(STATED GOAL)
From the entries below, copy each line that contains the word "indoor". Case counts.

(RECORD EXTRACTS)
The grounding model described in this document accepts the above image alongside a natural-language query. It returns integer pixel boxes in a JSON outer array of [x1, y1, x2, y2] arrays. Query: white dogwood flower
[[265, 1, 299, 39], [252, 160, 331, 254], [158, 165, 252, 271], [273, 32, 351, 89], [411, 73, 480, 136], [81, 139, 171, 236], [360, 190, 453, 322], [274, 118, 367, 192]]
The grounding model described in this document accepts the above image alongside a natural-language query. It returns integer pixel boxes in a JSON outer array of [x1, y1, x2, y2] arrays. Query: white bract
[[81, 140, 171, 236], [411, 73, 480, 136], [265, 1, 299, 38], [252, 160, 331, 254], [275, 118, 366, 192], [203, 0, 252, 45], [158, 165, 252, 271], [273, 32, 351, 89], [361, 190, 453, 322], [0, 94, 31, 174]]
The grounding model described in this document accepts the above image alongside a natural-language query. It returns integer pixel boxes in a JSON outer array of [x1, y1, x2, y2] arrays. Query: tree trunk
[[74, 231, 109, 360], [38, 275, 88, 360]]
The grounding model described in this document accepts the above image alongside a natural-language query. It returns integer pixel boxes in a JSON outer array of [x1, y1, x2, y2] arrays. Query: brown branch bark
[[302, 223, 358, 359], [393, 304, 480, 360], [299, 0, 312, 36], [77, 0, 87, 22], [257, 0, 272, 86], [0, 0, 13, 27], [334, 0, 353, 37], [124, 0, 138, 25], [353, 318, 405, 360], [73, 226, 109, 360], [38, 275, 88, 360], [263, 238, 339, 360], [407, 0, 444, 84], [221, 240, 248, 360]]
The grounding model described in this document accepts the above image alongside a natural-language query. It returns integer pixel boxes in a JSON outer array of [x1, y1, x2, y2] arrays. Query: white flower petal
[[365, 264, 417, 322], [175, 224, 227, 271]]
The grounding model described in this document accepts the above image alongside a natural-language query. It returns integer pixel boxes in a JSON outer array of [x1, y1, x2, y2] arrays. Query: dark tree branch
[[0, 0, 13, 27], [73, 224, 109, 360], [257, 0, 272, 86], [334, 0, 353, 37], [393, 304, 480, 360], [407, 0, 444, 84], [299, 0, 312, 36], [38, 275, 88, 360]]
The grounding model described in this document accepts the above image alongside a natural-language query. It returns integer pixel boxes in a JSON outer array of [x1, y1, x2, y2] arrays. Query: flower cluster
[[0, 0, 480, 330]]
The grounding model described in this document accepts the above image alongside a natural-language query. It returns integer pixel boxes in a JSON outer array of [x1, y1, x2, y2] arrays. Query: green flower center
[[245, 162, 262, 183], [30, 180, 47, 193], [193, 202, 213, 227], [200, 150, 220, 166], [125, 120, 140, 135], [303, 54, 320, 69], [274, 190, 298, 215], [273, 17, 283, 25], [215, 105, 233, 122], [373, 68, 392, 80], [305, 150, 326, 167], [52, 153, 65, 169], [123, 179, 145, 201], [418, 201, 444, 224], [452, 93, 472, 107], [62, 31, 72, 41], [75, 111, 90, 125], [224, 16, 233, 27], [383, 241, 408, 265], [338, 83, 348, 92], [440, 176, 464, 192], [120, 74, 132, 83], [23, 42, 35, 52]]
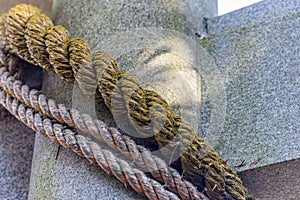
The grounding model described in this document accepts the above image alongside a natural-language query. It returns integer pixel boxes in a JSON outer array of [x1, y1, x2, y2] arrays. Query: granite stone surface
[[200, 0, 300, 170], [0, 113, 35, 200]]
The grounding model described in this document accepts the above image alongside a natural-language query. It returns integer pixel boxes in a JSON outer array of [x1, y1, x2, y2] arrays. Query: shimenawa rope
[[0, 63, 205, 199], [0, 4, 253, 199], [0, 68, 179, 200]]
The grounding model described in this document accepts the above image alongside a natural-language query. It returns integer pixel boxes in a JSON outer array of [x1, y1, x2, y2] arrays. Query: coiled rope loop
[[0, 4, 253, 199], [0, 64, 206, 200], [0, 68, 180, 200]]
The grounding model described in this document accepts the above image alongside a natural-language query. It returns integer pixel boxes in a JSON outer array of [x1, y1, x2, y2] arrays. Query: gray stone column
[[29, 0, 217, 200]]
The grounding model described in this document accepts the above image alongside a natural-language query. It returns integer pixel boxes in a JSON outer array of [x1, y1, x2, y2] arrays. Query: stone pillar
[[29, 0, 217, 200]]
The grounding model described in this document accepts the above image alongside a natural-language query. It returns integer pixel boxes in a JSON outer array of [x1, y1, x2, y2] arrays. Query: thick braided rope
[[0, 4, 253, 199], [0, 81, 179, 200], [0, 67, 206, 199], [0, 68, 183, 200]]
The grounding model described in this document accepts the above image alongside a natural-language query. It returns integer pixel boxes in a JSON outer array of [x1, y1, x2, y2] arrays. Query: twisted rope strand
[[0, 4, 253, 199], [0, 76, 179, 200], [0, 67, 206, 199]]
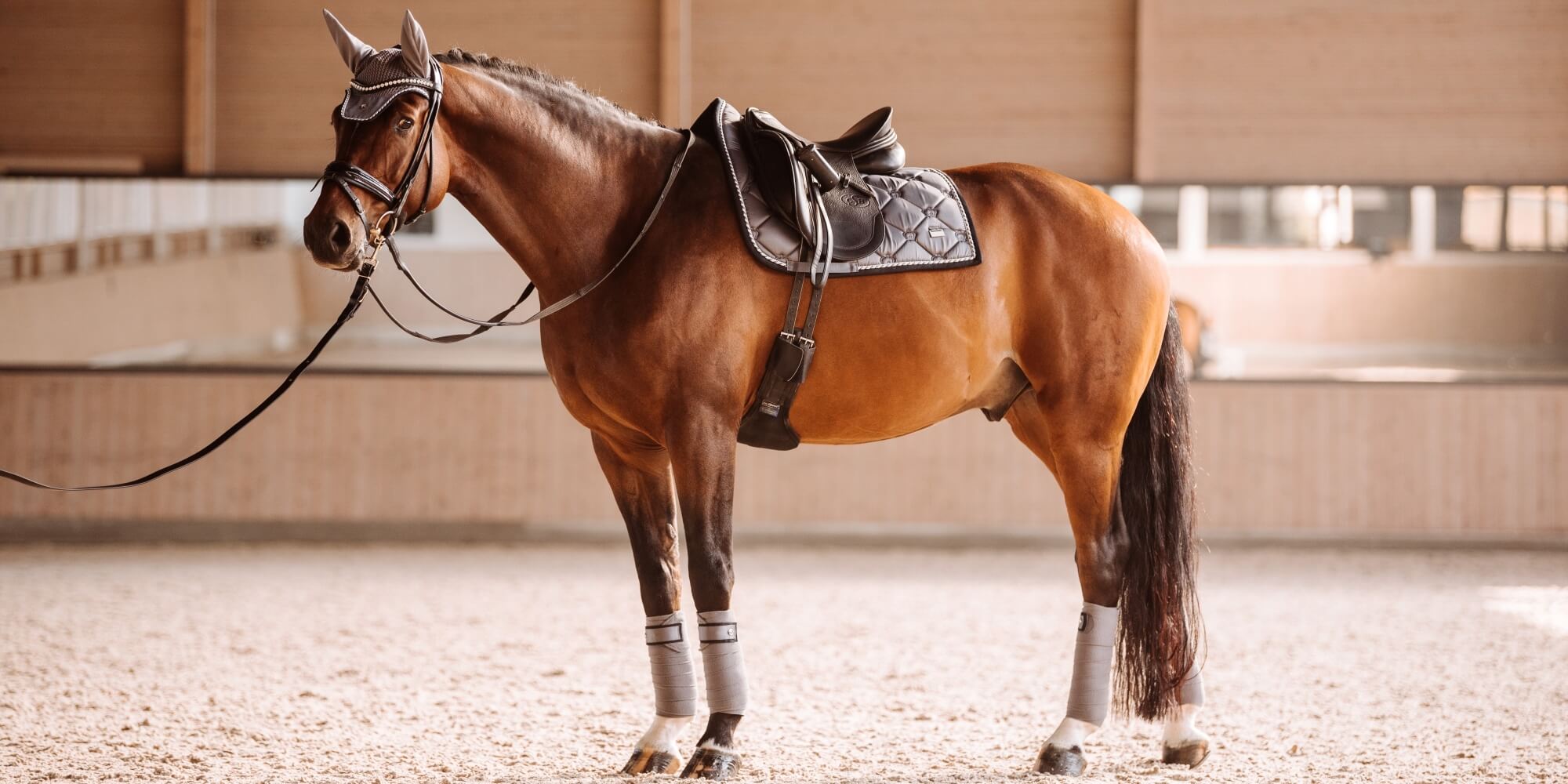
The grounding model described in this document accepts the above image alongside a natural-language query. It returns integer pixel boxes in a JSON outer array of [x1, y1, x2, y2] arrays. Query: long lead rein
[[0, 60, 691, 492]]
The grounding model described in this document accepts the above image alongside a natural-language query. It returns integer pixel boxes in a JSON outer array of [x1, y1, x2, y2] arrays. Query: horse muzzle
[[304, 213, 365, 271]]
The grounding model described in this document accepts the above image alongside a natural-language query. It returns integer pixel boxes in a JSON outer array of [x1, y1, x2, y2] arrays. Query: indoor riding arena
[[0, 0, 1568, 784]]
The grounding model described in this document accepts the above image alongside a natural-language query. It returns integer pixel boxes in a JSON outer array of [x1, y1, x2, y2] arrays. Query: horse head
[[304, 9, 450, 270]]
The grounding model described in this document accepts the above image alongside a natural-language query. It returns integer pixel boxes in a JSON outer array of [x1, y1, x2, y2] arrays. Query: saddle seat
[[740, 107, 905, 260]]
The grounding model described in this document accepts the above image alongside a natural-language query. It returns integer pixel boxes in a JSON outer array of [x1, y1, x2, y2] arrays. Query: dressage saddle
[[740, 107, 905, 260]]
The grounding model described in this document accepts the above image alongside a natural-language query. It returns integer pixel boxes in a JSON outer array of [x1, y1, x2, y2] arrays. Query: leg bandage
[[696, 610, 746, 715], [643, 610, 696, 717], [1068, 602, 1120, 726]]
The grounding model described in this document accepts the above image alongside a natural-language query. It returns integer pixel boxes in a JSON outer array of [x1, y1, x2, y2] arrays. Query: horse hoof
[[621, 748, 681, 776], [1160, 740, 1209, 768], [1035, 743, 1088, 776], [681, 748, 740, 781]]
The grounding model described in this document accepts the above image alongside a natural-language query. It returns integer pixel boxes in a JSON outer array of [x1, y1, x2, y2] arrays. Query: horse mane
[[436, 47, 663, 127]]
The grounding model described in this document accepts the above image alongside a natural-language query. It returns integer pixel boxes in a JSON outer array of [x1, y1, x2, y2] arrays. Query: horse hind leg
[[1007, 392, 1123, 776], [670, 414, 748, 781], [1007, 309, 1209, 775], [593, 434, 696, 775]]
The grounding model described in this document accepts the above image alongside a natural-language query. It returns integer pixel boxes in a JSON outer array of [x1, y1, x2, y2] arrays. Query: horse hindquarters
[[1007, 309, 1209, 775]]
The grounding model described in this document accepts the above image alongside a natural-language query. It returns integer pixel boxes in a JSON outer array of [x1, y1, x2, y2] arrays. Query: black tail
[[1113, 309, 1203, 720]]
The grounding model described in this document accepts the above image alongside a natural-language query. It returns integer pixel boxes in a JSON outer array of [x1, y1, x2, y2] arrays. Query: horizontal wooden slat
[[691, 0, 1134, 180], [0, 0, 185, 174], [1135, 0, 1568, 183]]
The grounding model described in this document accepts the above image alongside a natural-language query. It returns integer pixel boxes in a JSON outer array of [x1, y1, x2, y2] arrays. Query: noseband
[[0, 58, 691, 492]]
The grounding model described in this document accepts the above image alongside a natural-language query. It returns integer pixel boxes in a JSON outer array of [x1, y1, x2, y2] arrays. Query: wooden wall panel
[[0, 0, 185, 174], [0, 248, 303, 365], [1135, 0, 1568, 183], [216, 0, 659, 177], [687, 0, 1134, 180], [0, 372, 1568, 541]]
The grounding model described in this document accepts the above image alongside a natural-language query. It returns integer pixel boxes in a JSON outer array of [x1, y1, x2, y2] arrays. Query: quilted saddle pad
[[691, 99, 980, 276]]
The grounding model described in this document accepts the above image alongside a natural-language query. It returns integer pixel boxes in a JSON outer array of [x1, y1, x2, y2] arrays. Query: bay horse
[[304, 14, 1209, 779]]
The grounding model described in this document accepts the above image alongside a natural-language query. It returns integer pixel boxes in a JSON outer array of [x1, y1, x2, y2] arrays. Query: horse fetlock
[[681, 740, 740, 781], [1160, 704, 1209, 768], [1035, 743, 1088, 776], [621, 717, 691, 775], [621, 748, 681, 776], [1035, 717, 1099, 776]]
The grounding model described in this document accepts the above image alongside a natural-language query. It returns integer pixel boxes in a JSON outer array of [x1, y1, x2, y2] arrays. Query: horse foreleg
[[670, 417, 746, 779], [593, 434, 696, 773]]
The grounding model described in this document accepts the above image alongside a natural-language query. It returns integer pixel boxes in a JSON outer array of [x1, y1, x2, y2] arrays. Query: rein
[[0, 58, 691, 492]]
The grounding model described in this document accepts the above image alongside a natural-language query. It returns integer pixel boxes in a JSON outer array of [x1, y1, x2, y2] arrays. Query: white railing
[[0, 177, 295, 282]]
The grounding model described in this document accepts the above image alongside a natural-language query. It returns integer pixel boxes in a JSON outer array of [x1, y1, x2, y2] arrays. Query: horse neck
[[442, 69, 681, 303]]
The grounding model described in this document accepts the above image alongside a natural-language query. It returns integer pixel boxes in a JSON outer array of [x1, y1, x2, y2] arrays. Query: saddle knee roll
[[696, 610, 748, 715]]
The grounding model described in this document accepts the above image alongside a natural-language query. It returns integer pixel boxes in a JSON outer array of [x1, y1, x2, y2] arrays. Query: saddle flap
[[742, 108, 883, 260]]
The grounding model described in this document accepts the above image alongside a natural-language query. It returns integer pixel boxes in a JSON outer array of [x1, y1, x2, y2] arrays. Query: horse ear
[[321, 8, 376, 72], [403, 9, 430, 77]]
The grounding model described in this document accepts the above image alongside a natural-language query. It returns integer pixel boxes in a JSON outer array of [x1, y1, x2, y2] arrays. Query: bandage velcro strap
[[643, 613, 685, 644], [696, 621, 740, 643]]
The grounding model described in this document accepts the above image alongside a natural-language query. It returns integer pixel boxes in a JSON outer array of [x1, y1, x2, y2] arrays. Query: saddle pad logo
[[839, 190, 872, 207]]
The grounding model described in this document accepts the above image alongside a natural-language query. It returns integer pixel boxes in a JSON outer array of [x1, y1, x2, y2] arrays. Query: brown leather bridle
[[0, 58, 691, 492]]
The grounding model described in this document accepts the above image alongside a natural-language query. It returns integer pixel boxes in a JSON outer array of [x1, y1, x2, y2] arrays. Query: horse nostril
[[331, 221, 351, 254]]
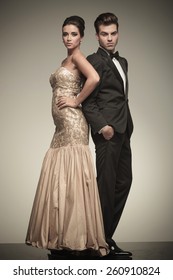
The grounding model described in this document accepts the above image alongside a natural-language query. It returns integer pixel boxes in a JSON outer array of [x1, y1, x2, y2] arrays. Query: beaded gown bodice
[[50, 67, 88, 148]]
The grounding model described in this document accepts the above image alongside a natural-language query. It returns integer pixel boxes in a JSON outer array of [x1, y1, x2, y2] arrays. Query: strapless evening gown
[[26, 67, 108, 255]]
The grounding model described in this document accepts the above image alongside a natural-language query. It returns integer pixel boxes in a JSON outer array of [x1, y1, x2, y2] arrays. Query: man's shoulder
[[87, 52, 103, 64]]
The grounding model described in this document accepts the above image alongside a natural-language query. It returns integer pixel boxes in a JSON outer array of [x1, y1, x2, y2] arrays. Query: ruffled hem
[[26, 145, 108, 255]]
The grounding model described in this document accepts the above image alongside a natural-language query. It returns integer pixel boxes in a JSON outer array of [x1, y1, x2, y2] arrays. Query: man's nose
[[108, 34, 112, 41], [67, 35, 71, 41]]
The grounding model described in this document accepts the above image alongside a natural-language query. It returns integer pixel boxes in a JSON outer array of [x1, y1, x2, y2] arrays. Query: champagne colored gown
[[26, 67, 108, 256]]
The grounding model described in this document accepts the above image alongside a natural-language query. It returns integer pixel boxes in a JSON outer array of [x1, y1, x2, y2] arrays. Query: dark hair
[[62, 16, 85, 37], [94, 13, 119, 34]]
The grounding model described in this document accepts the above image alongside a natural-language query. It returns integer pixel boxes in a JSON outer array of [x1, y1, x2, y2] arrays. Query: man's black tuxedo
[[82, 48, 133, 240], [83, 48, 133, 139]]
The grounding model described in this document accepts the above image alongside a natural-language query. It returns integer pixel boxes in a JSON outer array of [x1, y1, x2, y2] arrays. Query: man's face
[[96, 24, 118, 52]]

(REPLY)
The grounding model described in this document accepts the above image alongside a natural-language query. It returns integer pixel boxes in a JSON outer array of [x1, y1, x2, y2] arrays. Query: indoor riding arena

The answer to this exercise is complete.